### INSTRUCTIONS TO FOLLOW
Please collect every line from the rows below that contains the word "squirrel" and copy each one out.

• • •

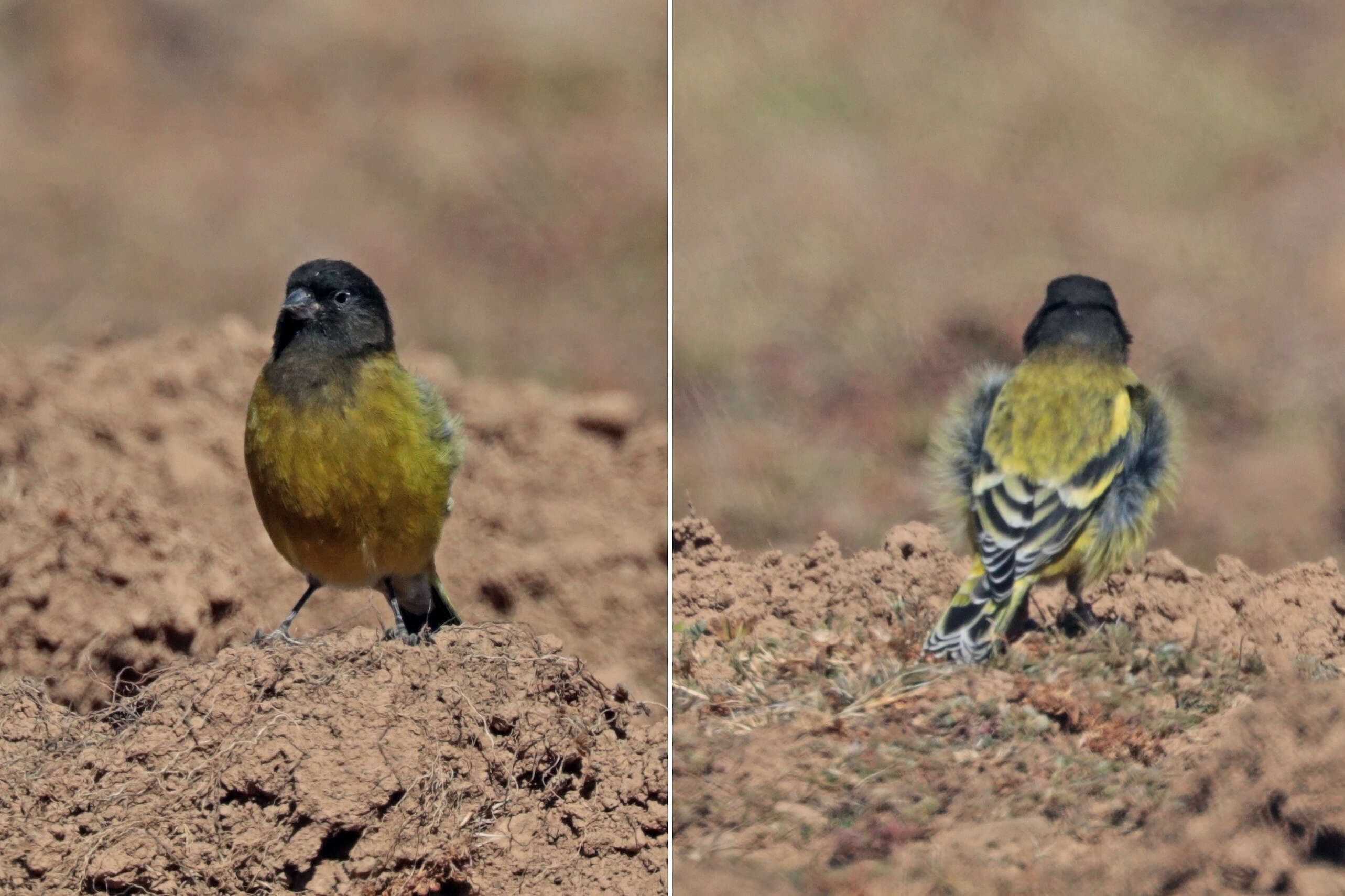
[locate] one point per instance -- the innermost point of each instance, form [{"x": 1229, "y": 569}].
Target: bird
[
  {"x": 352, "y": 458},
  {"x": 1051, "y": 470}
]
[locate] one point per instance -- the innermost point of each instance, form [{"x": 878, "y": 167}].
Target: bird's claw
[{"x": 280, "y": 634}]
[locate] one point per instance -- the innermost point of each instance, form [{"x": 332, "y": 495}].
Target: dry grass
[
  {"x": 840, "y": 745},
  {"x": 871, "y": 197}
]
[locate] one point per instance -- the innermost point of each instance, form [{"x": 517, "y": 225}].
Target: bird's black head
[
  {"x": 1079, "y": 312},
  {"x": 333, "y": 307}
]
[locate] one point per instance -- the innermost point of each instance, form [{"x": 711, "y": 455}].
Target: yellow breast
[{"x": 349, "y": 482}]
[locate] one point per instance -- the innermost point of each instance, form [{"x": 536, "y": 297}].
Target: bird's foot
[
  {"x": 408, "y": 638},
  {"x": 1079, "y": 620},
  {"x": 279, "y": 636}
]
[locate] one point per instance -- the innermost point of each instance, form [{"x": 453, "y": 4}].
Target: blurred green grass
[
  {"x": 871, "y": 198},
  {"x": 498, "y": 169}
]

• • •

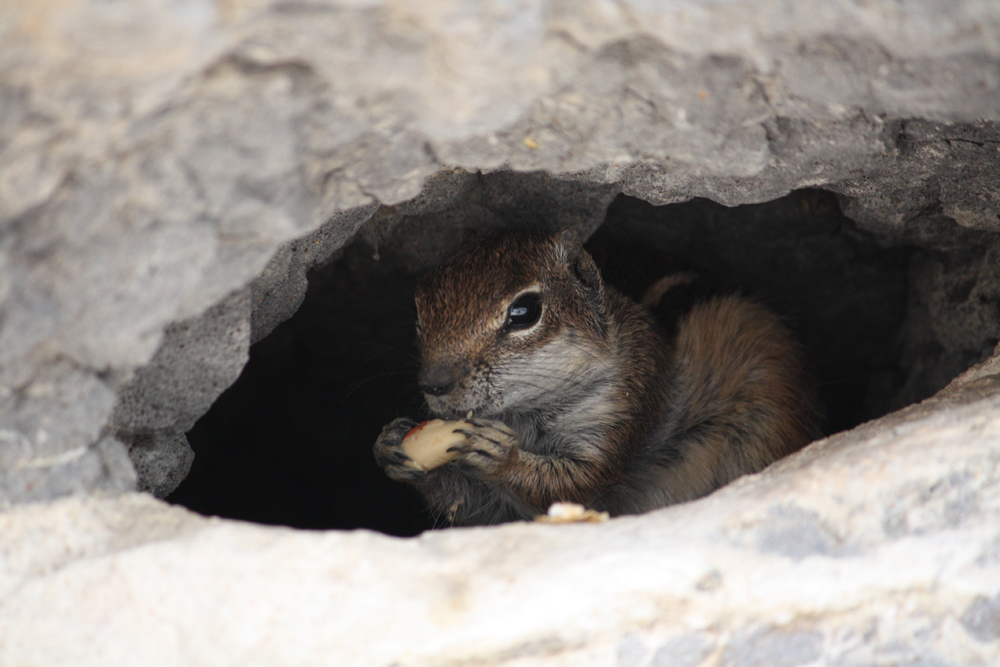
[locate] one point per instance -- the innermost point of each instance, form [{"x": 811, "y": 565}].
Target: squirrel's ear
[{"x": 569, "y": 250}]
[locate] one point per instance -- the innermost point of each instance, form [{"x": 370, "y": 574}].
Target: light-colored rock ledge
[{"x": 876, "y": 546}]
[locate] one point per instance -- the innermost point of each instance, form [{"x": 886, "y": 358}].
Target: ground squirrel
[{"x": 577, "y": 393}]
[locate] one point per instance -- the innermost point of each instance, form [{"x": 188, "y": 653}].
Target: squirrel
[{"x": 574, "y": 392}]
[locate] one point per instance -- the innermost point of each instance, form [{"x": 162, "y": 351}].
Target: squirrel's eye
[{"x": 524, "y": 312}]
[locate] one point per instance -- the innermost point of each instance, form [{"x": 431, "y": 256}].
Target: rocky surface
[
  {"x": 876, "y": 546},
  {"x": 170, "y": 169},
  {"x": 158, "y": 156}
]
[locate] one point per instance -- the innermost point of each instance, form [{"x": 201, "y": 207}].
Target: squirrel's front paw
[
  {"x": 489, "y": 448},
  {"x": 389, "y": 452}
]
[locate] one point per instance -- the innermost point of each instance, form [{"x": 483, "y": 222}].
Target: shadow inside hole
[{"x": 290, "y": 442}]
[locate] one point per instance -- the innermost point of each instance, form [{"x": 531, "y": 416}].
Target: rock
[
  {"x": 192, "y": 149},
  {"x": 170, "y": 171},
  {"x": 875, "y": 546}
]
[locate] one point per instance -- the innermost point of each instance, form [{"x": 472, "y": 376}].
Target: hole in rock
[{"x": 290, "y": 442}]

• • •

### COMPLETE ANSWER
Target: squirrel's ear
Target: ground squirrel
Target: squirrel
Target: squirrel's eye
Target: squirrel's front paw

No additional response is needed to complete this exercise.